— START OF Supplied entries —

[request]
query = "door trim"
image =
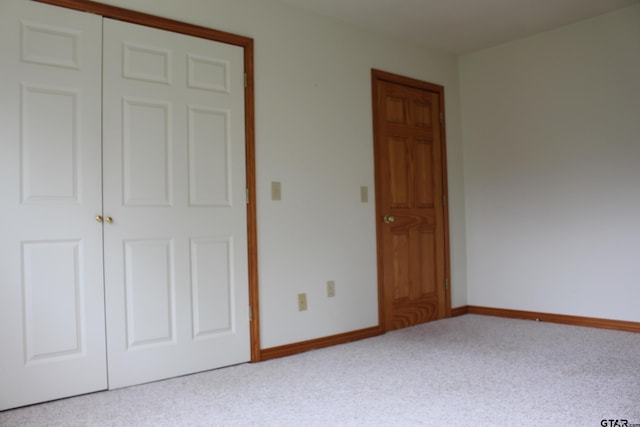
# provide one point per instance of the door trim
(246, 43)
(377, 76)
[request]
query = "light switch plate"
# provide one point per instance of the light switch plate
(364, 194)
(331, 289)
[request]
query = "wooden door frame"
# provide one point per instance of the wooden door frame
(246, 43)
(376, 76)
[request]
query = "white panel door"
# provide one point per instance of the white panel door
(52, 332)
(176, 250)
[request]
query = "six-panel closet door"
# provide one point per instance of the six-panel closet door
(174, 185)
(52, 335)
(159, 125)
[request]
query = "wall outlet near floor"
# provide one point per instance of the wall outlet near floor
(331, 289)
(302, 302)
(276, 191)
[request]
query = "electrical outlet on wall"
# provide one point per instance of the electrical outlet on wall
(302, 302)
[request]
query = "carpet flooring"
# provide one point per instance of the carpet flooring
(469, 370)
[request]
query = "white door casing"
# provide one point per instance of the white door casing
(174, 184)
(52, 334)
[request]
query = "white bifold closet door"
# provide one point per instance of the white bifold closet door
(151, 139)
(52, 336)
(174, 184)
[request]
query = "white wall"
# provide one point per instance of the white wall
(314, 135)
(551, 128)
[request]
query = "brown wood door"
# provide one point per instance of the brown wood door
(412, 228)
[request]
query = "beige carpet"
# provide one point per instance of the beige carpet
(470, 370)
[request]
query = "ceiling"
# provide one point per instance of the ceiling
(460, 26)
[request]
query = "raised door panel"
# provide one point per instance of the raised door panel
(176, 251)
(51, 287)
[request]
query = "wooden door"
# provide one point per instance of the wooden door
(176, 256)
(52, 339)
(409, 146)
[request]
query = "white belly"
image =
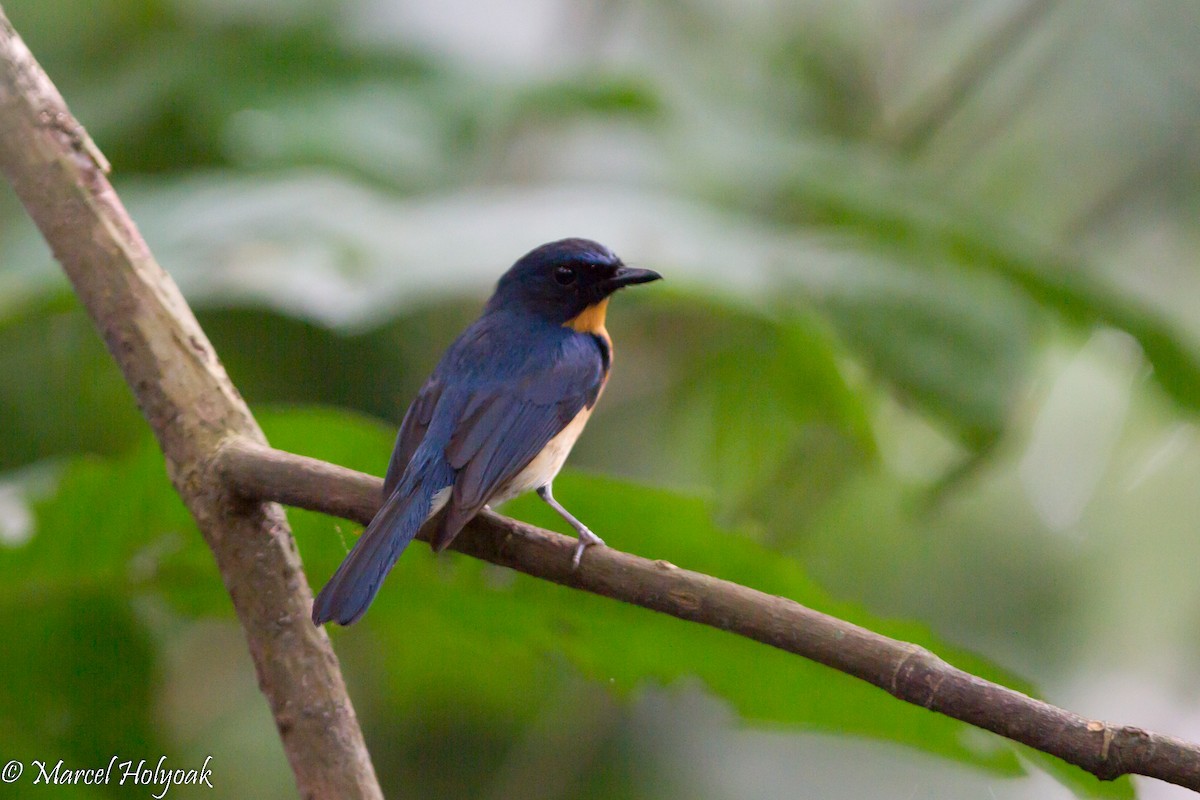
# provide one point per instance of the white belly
(545, 465)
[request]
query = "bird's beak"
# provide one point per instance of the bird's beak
(628, 276)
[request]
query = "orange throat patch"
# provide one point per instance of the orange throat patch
(591, 319)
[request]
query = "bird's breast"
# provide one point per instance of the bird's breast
(545, 465)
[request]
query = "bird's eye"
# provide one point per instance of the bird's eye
(565, 276)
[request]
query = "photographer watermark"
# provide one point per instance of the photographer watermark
(157, 777)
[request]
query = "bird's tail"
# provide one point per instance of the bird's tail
(348, 594)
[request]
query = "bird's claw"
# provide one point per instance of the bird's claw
(587, 539)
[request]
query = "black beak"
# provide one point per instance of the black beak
(628, 276)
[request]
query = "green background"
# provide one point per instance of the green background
(925, 359)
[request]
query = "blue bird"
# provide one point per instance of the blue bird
(498, 415)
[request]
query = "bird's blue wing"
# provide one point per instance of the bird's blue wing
(508, 409)
(412, 432)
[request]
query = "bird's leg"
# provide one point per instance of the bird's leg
(587, 539)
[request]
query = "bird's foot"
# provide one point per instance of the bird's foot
(587, 539)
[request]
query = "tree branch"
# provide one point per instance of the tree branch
(905, 671)
(189, 401)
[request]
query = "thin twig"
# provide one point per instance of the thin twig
(189, 401)
(906, 671)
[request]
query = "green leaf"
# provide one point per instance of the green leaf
(61, 383)
(450, 626)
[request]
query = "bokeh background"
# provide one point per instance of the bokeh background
(927, 358)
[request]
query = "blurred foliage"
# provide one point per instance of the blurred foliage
(893, 234)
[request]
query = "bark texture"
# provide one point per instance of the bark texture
(186, 397)
(905, 671)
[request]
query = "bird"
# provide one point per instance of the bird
(497, 416)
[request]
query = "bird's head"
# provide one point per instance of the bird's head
(567, 282)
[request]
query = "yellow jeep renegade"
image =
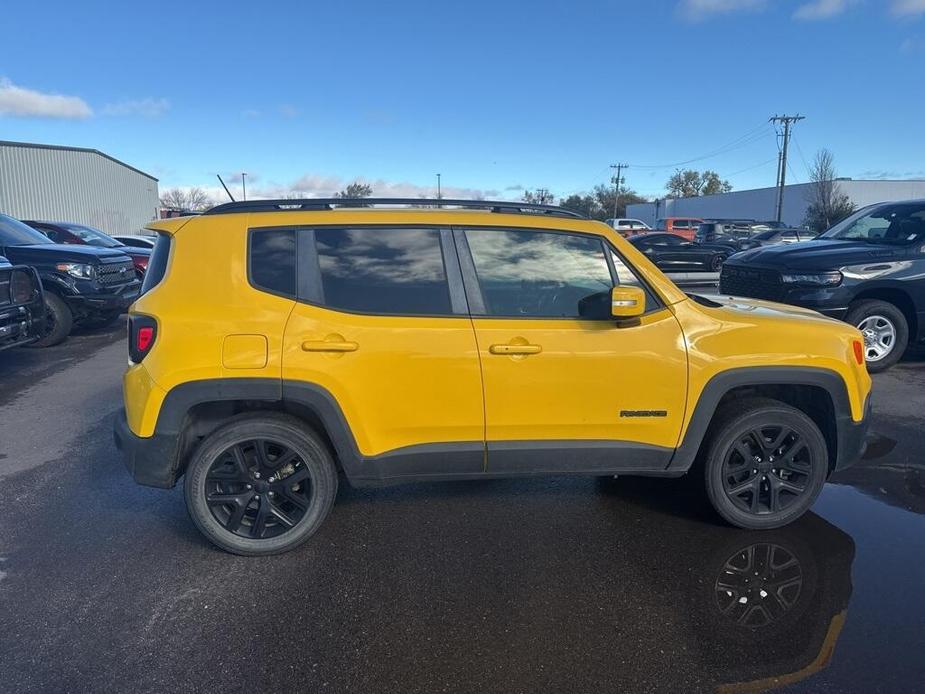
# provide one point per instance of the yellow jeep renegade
(278, 344)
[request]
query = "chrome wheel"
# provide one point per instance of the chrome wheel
(879, 337)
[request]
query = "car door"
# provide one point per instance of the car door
(566, 389)
(381, 325)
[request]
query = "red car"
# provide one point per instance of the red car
(68, 232)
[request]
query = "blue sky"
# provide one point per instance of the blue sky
(495, 96)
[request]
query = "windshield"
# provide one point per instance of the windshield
(91, 236)
(894, 223)
(15, 233)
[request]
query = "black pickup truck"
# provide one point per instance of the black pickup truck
(83, 284)
(22, 307)
(868, 270)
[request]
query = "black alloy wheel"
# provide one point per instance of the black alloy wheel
(767, 469)
(258, 489)
(260, 484)
(765, 464)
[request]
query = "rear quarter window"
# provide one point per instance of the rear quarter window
(272, 260)
(157, 264)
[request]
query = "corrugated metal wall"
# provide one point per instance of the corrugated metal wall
(75, 186)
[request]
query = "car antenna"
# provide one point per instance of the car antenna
(225, 187)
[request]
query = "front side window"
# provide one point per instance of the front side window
(91, 236)
(15, 233)
(898, 223)
(537, 274)
(389, 271)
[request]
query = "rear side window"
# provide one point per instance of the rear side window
(157, 264)
(272, 259)
(384, 271)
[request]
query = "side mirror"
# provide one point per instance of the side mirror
(627, 302)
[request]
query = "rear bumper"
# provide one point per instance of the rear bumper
(852, 439)
(152, 461)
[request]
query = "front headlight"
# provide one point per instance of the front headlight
(820, 279)
(78, 270)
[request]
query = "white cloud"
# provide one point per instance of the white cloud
(24, 103)
(146, 108)
(907, 8)
(696, 10)
(822, 9)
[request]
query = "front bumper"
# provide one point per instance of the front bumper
(852, 438)
(104, 301)
(152, 461)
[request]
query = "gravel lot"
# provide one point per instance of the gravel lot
(502, 586)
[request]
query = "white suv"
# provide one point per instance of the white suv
(629, 227)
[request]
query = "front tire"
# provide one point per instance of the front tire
(885, 330)
(58, 321)
(261, 484)
(765, 464)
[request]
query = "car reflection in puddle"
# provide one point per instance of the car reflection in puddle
(776, 604)
(762, 609)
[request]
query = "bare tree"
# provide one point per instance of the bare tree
(355, 190)
(690, 184)
(828, 205)
(541, 196)
(194, 199)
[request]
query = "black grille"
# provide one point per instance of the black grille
(116, 273)
(737, 280)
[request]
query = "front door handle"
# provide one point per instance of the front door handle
(332, 343)
(515, 349)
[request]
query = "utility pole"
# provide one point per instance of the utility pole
(787, 122)
(616, 185)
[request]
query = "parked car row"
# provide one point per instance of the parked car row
(79, 275)
(868, 270)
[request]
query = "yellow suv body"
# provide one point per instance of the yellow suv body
(490, 340)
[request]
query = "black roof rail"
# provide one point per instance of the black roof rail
(309, 204)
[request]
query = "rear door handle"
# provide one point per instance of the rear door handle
(329, 346)
(515, 349)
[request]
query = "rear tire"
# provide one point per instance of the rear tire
(880, 321)
(260, 484)
(766, 463)
(58, 322)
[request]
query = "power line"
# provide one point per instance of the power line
(787, 122)
(748, 138)
(754, 166)
(616, 185)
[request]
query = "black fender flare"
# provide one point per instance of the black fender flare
(722, 383)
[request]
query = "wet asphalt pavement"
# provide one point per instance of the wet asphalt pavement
(562, 585)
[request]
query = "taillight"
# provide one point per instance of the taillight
(22, 287)
(142, 332)
(858, 347)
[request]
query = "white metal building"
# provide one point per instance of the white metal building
(761, 203)
(75, 184)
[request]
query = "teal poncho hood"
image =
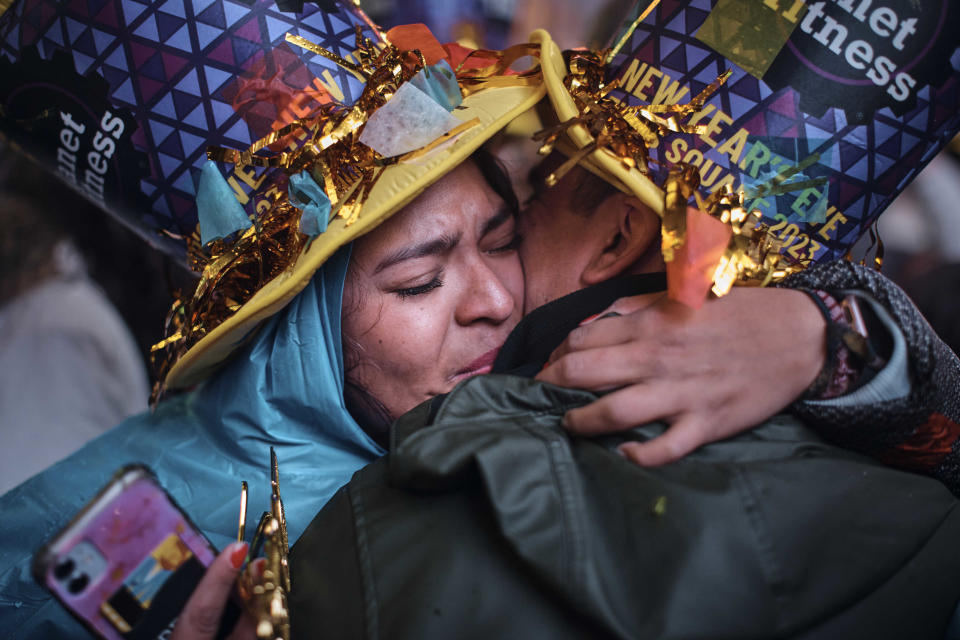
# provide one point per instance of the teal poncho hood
(284, 390)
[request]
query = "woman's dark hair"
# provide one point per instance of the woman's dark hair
(366, 409)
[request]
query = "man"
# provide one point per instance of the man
(487, 520)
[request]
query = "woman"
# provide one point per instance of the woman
(444, 304)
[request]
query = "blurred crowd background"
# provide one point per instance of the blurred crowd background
(82, 298)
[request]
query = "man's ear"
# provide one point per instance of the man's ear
(629, 228)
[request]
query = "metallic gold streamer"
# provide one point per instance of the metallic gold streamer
(326, 143)
(753, 256)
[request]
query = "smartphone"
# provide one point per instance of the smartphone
(128, 561)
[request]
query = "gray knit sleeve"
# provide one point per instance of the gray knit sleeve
(919, 432)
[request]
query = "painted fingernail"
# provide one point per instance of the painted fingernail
(238, 554)
(589, 319)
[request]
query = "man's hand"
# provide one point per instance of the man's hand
(710, 373)
(200, 618)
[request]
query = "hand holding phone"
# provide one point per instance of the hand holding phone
(128, 562)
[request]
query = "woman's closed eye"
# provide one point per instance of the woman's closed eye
(418, 290)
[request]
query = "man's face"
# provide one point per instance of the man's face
(553, 250)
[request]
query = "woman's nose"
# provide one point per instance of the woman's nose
(486, 298)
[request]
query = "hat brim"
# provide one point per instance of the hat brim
(601, 162)
(398, 185)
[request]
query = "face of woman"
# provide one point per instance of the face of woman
(432, 293)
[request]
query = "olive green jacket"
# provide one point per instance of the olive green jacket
(487, 520)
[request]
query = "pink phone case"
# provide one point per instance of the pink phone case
(127, 563)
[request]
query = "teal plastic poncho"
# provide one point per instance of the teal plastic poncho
(285, 390)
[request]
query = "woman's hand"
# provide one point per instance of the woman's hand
(710, 373)
(200, 618)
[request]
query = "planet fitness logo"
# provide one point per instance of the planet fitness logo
(856, 55)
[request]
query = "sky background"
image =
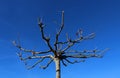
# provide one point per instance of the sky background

— END OF Supplied entries —

▶ Directive
Pick out every line in the rows above that contains the word "parked" and copy each of those lines.

▶ Reply
query = "parked car row"
# provide one point per instance of the parked car row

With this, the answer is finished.